**Exercise instructions:** Output the material beneath exactly, leaving nothing out.

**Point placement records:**
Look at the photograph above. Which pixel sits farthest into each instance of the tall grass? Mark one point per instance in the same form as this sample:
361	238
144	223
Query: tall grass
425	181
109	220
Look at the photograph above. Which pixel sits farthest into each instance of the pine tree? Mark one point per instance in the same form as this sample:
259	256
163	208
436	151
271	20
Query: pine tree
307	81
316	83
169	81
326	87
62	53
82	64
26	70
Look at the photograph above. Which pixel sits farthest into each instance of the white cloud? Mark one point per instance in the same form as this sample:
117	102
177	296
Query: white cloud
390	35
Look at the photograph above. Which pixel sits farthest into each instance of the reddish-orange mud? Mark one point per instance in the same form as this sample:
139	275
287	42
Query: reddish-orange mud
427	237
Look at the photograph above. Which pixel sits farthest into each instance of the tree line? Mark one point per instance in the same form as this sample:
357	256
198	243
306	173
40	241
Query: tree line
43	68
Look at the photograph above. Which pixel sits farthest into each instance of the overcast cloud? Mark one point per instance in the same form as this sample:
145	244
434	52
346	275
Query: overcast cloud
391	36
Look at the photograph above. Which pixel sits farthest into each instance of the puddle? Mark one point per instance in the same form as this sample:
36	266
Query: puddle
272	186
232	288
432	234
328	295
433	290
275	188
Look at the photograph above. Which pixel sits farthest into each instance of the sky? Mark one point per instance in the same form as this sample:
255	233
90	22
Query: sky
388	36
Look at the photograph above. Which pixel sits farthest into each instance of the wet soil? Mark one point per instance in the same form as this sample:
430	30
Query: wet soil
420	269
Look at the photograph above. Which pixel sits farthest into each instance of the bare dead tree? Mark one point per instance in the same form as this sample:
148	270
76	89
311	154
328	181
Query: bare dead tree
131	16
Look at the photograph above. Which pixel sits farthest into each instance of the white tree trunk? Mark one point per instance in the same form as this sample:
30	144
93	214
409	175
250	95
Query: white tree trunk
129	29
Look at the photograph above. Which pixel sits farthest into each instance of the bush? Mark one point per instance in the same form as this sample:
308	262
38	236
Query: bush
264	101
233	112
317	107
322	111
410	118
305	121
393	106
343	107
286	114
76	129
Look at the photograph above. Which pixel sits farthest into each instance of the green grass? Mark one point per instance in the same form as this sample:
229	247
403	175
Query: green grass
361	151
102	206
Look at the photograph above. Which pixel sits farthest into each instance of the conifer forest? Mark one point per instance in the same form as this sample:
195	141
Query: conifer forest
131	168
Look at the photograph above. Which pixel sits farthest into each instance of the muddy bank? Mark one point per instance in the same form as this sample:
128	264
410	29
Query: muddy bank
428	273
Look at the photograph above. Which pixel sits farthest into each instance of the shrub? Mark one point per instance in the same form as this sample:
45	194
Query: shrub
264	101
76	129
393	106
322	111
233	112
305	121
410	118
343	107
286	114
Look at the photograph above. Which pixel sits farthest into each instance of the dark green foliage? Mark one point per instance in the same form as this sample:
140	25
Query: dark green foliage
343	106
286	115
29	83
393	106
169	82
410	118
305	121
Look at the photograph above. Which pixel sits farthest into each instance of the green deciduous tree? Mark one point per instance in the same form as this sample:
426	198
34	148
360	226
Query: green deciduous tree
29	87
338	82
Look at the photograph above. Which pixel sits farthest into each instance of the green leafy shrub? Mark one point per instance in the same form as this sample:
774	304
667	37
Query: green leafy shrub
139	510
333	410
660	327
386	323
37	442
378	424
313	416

**Full output:**
Look at the photograph above. Which pixel sits farthest into each instance of the tall grass? Mark one point per instance in the same form as this sample:
361	238
144	223
Query: tall grass
425	181
109	220
Look at the photograph above. Which pixel sits farthest into each instance of the pine tree? Mark one point per instance in the same form as this sample:
259	256
163	208
436	151
271	20
Query: pine tree
307	81
316	83
169	81
326	87
62	53
82	64
26	70
Look at the photograph above. Which pixel sits farthest into each instance of the white cloud? Mark one point per instance in the same form as this sample:
117	102
177	296
Query: white cloud
390	35
Look at the photograph above. Which pixel sits farthest into each instance of the reddish-orange mud? Mark one point per instance in the same form as this sample:
139	275
287	42
Query: reddish-orange mud
427	237
Look at the photograph above. Which pixel sits farthest into each instance of the tree line? Mark one point per instance in the same form as this sample:
357	256
198	243
306	173
40	241
Query: tree line
43	68
Look at the photograph above. Which pixel sits farthest into each instance of the overcast cloud? Mark one point per instance in the same form as this sample:
145	244
434	52
346	275
Query: overcast cloud
391	36
Look at the photograph above. Which pixel sits farthest into each instance of the puddle? Mark one point per instance in the same form as this sample:
36	266
Query: puddle
272	186
232	288
432	234
328	295
433	290
275	188
Look at the photograph above. Which pixel sits farthest into each instance of the sky? Mark one point per instance in the same form as this sample:
255	233
90	22
Query: sky
388	36
Look at the photograph above. Which pixel sits farthest into each instance of the wet soil? Mark one point per instance in the same form as this sample:
430	30
Query: wet soil
420	269
Look at the photograph above. Which pixel sits farthest into each instance of the bare dead tree? Mark one point per instance in the same form as this sample:
148	270
76	89
311	154
328	181
Query: bare dead tree
131	16
Look at the photograph above. Which pixel sits farthest into each instance of the white tree trunk? Mark one point per instance in the same form as this sample:
30	144
93	214
409	175
250	95
Query: white tree trunk
129	29
Look at the photograph above. Which pixel sits farthest into each instance of the bush? Mark one point per instance in the same form as this sample:
308	262
38	236
Query: bush
264	101
233	112
317	107
322	111
410	118
305	121
393	106
343	107
286	114
76	129
Look at the photograph above. Which pixel sits farthest into each instance of the green grass? Mark one point per instance in the same form as this sample:
229	247
403	175
Query: green grass
361	151
102	206
Look at the photograph above. Which pixel sits farthest into each instance of the conifer forest? Mark one point per instance in the same form as this sample:
195	141
Query: conifer forest
131	168
Look at the photograph above. Which pixel sits farthest into each instance of the muddy bank? Mark one point per instance in the same form as this sample:
128	264
410	29
Query: muddy bank
428	273
Look at the photograph above. Which pixel sits farthest into each instance of the shrub? Mark one point per instance in the same form as this sample:
45	194
Query: shrub
264	101
76	129
393	106
322	111
233	112
305	121
410	118
343	107
286	114
Look at the photograph above. Which pixel sits farthest into each instance of the dark green foliage? Mark one point per instance in the same form as this sample:
140	25
Query: dark green foliage
343	106
286	115
29	83
393	106
169	82
410	118
305	121
Look at the photograph above. Which pixel sits farthest into each instance of the green deciduous tree? Mark one point per instance in the same form as this sample:
426	198
34	148
360	226
Query: green deciduous tree
29	87
338	82
Look at the photograph above. Which pixel sits farthest into each instance of the green leafy shrub? Mark one point per instance in the same form as this sample:
774	304
667	37
Query: green leafy shrub
139	510
333	410
660	327
386	323
37	442
378	424
313	416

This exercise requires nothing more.